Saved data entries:

☆ ☆ ☆ ☆

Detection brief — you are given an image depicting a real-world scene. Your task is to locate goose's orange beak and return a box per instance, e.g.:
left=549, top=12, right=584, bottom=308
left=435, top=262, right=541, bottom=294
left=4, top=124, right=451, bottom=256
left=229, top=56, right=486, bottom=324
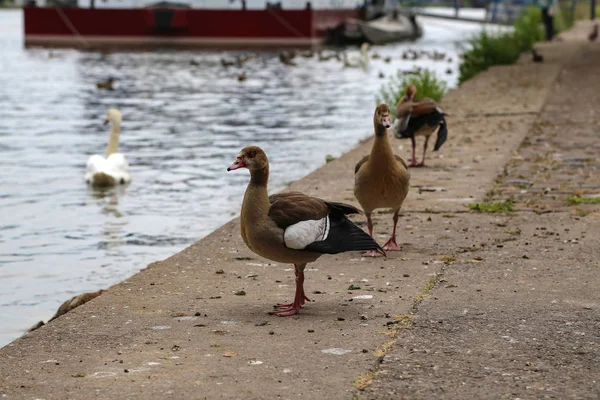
left=227, top=155, right=246, bottom=171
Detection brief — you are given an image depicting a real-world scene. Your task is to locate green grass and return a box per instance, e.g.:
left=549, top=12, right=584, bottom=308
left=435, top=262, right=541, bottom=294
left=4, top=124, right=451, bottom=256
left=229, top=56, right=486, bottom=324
left=566, top=196, right=600, bottom=205
left=375, top=68, right=447, bottom=121
left=325, top=154, right=336, bottom=163
left=467, top=200, right=514, bottom=213
left=458, top=6, right=543, bottom=84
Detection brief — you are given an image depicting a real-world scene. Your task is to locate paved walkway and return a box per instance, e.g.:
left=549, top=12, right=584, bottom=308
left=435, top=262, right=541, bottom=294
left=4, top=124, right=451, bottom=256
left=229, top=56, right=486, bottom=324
left=1, top=21, right=598, bottom=400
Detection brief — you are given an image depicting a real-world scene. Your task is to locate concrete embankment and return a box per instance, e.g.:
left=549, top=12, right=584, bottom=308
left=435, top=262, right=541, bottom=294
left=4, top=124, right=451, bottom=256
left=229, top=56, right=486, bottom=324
left=1, top=21, right=599, bottom=400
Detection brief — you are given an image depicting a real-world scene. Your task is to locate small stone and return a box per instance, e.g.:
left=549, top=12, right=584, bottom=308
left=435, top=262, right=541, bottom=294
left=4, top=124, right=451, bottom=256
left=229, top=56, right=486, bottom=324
left=215, top=269, right=225, bottom=274
left=403, top=274, right=410, bottom=278
left=337, top=317, right=345, bottom=321
left=234, top=290, right=246, bottom=296
left=124, top=369, right=129, bottom=373
left=348, top=285, right=361, bottom=290
left=269, top=331, right=275, bottom=335
left=194, top=312, right=202, bottom=316
left=522, top=255, right=529, bottom=259
left=362, top=349, right=368, bottom=353
left=308, top=329, right=315, bottom=333
left=427, top=216, right=432, bottom=222
left=117, top=350, right=123, bottom=355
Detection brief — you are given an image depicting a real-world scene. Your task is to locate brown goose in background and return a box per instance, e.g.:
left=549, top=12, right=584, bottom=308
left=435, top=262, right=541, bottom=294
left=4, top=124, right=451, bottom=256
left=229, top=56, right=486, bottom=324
left=227, top=146, right=383, bottom=316
left=393, top=84, right=448, bottom=167
left=317, top=50, right=341, bottom=62
left=96, top=78, right=114, bottom=91
left=354, top=104, right=411, bottom=257
left=279, top=51, right=297, bottom=66
left=589, top=23, right=599, bottom=41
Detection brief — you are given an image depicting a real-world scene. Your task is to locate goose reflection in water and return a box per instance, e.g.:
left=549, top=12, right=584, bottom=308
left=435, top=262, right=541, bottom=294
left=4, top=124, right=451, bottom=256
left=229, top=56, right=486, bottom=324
left=87, top=185, right=129, bottom=254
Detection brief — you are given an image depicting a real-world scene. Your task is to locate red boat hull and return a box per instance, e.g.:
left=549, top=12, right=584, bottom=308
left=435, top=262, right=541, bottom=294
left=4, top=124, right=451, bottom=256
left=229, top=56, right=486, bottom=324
left=23, top=7, right=361, bottom=49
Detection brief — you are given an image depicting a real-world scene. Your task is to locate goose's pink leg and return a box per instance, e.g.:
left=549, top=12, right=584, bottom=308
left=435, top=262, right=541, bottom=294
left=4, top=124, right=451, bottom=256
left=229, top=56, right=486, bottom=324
left=382, top=210, right=401, bottom=251
left=407, top=137, right=418, bottom=167
left=270, top=264, right=310, bottom=316
left=415, top=136, right=430, bottom=167
left=363, top=213, right=384, bottom=257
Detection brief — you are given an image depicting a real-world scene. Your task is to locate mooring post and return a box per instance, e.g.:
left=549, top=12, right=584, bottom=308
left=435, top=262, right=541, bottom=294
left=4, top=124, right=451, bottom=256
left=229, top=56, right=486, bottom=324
left=592, top=0, right=597, bottom=19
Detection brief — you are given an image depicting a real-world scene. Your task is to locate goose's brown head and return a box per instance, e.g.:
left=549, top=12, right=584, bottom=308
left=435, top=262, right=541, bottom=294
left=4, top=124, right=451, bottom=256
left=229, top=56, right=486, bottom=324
left=374, top=104, right=392, bottom=134
left=227, top=146, right=268, bottom=172
left=405, top=84, right=417, bottom=101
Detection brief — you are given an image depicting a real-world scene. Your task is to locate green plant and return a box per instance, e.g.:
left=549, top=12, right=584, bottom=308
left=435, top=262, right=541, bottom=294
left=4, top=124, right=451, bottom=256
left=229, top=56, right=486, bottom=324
left=467, top=200, right=514, bottom=213
left=375, top=68, right=447, bottom=120
left=459, top=6, right=544, bottom=84
left=566, top=196, right=600, bottom=205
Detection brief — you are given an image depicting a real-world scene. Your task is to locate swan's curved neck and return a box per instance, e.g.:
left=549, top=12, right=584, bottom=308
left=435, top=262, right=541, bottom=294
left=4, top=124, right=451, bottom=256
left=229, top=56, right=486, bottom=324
left=106, top=121, right=121, bottom=157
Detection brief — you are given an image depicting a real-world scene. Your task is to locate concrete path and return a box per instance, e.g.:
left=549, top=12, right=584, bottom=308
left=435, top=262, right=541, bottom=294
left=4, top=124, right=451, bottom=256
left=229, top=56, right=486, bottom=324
left=1, top=21, right=598, bottom=400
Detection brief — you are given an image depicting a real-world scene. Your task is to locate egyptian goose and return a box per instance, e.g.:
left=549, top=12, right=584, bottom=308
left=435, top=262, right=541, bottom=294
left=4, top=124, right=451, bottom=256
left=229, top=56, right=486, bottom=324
left=354, top=104, right=411, bottom=257
left=85, top=108, right=131, bottom=187
left=393, top=84, right=448, bottom=167
left=227, top=146, right=383, bottom=316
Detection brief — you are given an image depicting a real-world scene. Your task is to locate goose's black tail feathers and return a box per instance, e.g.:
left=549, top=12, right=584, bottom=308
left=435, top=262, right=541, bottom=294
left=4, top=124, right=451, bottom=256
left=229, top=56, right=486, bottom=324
left=433, top=115, right=448, bottom=151
left=305, top=216, right=385, bottom=256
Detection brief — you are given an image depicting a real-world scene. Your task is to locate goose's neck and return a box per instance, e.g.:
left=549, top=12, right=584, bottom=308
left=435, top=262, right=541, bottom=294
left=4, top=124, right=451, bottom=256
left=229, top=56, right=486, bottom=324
left=370, top=125, right=394, bottom=165
left=241, top=166, right=270, bottom=226
left=106, top=121, right=121, bottom=158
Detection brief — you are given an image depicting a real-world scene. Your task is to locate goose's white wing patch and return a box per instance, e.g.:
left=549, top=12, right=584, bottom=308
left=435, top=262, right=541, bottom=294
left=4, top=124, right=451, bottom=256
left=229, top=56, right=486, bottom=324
left=284, top=217, right=330, bottom=250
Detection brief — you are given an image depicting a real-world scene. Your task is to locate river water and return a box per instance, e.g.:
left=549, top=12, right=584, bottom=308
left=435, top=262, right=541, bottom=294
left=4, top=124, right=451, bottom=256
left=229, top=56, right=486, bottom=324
left=0, top=9, right=494, bottom=347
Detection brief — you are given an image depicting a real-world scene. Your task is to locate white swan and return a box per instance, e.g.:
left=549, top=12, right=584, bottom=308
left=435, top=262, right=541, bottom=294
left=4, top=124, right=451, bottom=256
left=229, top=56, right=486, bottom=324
left=85, top=108, right=131, bottom=187
left=343, top=42, right=370, bottom=70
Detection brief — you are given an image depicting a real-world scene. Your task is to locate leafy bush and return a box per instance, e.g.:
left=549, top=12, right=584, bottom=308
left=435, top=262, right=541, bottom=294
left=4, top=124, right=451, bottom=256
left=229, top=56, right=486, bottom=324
left=458, top=6, right=544, bottom=84
left=375, top=68, right=447, bottom=120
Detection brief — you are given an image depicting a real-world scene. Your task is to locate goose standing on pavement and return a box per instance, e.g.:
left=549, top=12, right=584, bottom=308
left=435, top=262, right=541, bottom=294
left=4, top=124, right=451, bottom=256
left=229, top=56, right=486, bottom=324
left=227, top=146, right=383, bottom=316
left=354, top=104, right=411, bottom=257
left=393, top=84, right=448, bottom=167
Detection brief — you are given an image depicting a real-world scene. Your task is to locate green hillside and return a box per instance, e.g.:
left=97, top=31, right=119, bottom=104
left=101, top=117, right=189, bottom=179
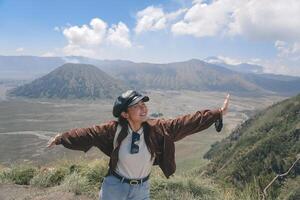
left=204, top=93, right=300, bottom=199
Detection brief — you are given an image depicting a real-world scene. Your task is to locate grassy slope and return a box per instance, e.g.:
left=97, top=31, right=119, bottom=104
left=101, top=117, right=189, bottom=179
left=0, top=158, right=225, bottom=200
left=204, top=93, right=300, bottom=199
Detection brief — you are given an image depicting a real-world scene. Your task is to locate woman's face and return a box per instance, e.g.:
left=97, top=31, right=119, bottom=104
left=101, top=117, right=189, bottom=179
left=124, top=100, right=148, bottom=124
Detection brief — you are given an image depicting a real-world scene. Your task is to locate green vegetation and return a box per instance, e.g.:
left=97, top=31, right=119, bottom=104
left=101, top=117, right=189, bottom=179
left=0, top=159, right=109, bottom=199
left=0, top=164, right=37, bottom=185
left=204, top=93, right=300, bottom=199
left=277, top=176, right=300, bottom=200
left=0, top=158, right=273, bottom=200
left=0, top=159, right=223, bottom=199
left=30, top=167, right=68, bottom=187
left=150, top=176, right=219, bottom=200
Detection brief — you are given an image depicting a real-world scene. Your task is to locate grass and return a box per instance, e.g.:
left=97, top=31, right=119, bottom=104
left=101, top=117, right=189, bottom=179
left=1, top=157, right=291, bottom=200
left=0, top=164, right=37, bottom=185
left=150, top=176, right=219, bottom=200
left=277, top=176, right=300, bottom=200
left=0, top=158, right=108, bottom=198
left=30, top=167, right=68, bottom=187
left=60, top=171, right=90, bottom=195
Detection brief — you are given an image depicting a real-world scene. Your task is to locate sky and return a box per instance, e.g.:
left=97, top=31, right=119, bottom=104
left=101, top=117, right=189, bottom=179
left=0, top=0, right=300, bottom=76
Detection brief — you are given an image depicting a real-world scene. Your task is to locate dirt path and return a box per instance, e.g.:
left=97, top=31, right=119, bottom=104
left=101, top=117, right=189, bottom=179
left=0, top=183, right=95, bottom=200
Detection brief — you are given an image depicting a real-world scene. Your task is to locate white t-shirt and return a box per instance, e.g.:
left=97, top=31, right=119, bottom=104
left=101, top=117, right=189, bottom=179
left=114, top=125, right=155, bottom=179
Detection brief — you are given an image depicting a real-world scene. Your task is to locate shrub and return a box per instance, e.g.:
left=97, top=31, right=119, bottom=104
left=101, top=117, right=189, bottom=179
left=150, top=176, right=219, bottom=200
left=61, top=172, right=90, bottom=195
left=277, top=177, right=300, bottom=200
left=30, top=167, right=68, bottom=187
left=79, top=159, right=108, bottom=187
left=1, top=165, right=37, bottom=185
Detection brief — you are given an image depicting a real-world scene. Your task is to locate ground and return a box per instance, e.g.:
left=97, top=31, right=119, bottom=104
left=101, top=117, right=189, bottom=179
left=0, top=184, right=94, bottom=200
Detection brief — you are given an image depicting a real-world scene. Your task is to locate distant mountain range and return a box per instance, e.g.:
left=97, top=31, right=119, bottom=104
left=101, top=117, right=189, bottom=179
left=97, top=59, right=264, bottom=93
left=96, top=59, right=300, bottom=95
left=8, top=63, right=128, bottom=99
left=204, top=56, right=264, bottom=74
left=1, top=55, right=300, bottom=98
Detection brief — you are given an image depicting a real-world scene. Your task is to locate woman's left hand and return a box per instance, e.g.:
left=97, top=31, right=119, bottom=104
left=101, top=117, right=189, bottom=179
left=221, top=94, right=230, bottom=116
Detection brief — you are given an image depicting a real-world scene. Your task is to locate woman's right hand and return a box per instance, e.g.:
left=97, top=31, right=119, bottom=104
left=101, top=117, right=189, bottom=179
left=47, top=133, right=61, bottom=148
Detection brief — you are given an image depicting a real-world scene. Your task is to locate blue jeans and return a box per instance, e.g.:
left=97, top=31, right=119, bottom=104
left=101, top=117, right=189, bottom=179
left=99, top=175, right=151, bottom=200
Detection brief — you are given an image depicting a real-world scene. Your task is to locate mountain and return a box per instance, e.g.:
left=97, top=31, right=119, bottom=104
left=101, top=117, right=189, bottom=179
left=8, top=63, right=128, bottom=99
left=96, top=59, right=300, bottom=95
left=204, top=93, right=300, bottom=199
left=1, top=56, right=300, bottom=96
left=243, top=73, right=300, bottom=95
left=96, top=59, right=265, bottom=94
left=203, top=57, right=300, bottom=94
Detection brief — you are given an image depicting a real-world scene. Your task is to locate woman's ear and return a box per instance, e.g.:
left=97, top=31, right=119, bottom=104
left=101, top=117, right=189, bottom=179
left=121, top=111, right=128, bottom=119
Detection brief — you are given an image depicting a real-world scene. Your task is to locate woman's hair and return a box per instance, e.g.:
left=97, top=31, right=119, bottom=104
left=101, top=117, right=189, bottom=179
left=116, top=115, right=129, bottom=147
left=118, top=115, right=128, bottom=128
left=117, top=113, right=155, bottom=160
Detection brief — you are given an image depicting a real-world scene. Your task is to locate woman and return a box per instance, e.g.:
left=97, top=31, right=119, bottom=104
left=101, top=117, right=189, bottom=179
left=48, top=90, right=230, bottom=200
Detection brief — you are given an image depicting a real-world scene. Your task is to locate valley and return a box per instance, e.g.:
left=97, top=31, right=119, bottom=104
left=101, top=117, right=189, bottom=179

☆ ☆ ☆ ☆

Assignment: Scan the data above; copy every line where "swan" appears.

Response area:
Detection brief — you are given an image depicting a real-world scene. Your task is to locate swan's curved neck and return a box per instance, e.g.:
Detection brief — you are given an image depicting a real-world scene. Your task is to locate white swan and return a box per instance, e.g.:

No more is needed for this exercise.